→ Raw records
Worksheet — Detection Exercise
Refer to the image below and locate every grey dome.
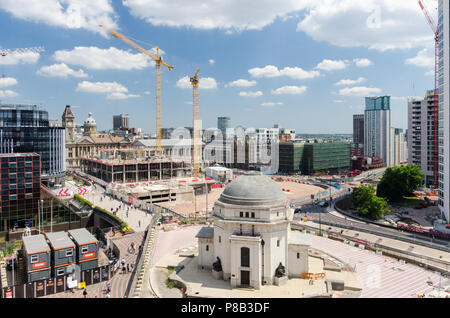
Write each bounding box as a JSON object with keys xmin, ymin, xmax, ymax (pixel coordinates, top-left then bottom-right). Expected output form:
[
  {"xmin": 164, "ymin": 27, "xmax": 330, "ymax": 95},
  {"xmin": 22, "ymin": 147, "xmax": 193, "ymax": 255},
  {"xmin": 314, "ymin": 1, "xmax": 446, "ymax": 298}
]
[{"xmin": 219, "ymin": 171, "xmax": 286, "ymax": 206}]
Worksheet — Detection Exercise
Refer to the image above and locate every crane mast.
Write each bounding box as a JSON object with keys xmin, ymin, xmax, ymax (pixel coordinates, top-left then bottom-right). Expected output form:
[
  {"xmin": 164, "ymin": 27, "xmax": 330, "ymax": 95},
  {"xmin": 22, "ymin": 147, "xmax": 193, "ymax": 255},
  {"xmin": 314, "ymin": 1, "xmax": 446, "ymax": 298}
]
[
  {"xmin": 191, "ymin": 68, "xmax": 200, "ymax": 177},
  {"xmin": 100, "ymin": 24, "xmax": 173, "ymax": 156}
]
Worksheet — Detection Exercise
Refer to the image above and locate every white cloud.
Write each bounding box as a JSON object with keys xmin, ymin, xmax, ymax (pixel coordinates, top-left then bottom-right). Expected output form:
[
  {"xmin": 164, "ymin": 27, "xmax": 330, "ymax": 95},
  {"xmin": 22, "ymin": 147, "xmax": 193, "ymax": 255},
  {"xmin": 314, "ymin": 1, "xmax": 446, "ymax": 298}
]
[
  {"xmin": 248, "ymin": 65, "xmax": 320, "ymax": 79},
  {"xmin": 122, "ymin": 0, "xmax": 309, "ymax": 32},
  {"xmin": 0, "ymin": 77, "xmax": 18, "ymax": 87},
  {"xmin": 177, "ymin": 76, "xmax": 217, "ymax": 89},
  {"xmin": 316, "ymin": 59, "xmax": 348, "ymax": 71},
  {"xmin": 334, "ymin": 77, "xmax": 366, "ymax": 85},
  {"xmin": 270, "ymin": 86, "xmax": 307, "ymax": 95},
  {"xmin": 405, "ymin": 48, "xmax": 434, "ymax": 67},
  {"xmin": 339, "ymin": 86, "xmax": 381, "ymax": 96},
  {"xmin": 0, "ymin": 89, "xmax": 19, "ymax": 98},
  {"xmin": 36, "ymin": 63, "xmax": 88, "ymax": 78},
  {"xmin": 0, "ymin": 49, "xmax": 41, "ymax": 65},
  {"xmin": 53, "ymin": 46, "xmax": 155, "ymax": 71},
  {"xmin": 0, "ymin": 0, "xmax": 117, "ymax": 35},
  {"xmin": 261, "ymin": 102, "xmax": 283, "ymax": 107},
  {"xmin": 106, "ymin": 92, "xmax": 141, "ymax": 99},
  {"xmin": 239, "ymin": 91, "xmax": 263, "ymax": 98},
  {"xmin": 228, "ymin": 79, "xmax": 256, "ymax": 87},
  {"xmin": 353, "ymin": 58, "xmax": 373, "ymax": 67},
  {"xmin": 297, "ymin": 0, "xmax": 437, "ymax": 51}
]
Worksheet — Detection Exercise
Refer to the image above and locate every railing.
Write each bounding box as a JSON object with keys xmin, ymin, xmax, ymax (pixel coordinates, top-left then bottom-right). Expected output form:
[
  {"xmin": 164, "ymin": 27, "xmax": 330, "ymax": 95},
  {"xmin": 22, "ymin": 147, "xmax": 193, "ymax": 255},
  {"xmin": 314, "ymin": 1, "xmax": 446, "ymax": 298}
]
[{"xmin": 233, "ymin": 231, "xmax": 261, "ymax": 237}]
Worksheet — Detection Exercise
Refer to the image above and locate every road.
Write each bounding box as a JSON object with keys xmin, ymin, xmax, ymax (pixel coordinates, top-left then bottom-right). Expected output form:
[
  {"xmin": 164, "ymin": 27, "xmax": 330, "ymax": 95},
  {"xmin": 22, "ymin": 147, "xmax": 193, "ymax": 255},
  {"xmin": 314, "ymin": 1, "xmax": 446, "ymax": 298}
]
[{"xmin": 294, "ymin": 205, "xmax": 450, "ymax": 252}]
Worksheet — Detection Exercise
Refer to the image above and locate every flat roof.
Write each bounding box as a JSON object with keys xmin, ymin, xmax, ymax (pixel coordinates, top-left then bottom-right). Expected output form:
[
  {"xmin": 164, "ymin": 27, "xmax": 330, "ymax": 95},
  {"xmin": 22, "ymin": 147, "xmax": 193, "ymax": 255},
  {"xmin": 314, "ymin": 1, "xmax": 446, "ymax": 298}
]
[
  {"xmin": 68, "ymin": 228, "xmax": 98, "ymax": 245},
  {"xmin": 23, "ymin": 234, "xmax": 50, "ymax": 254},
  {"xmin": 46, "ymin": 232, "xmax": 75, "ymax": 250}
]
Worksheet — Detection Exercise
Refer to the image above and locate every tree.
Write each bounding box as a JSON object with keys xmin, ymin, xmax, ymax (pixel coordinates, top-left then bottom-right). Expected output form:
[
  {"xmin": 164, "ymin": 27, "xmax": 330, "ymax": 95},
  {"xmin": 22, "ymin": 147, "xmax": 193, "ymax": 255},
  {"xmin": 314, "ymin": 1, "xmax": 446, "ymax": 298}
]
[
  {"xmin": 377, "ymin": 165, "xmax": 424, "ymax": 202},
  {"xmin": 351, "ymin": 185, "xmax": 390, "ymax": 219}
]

→ Given instruction
Please give only the number of lines in the records that contain the word "locate", counting an occurrence only when its case matches.

→ Completed exercise
7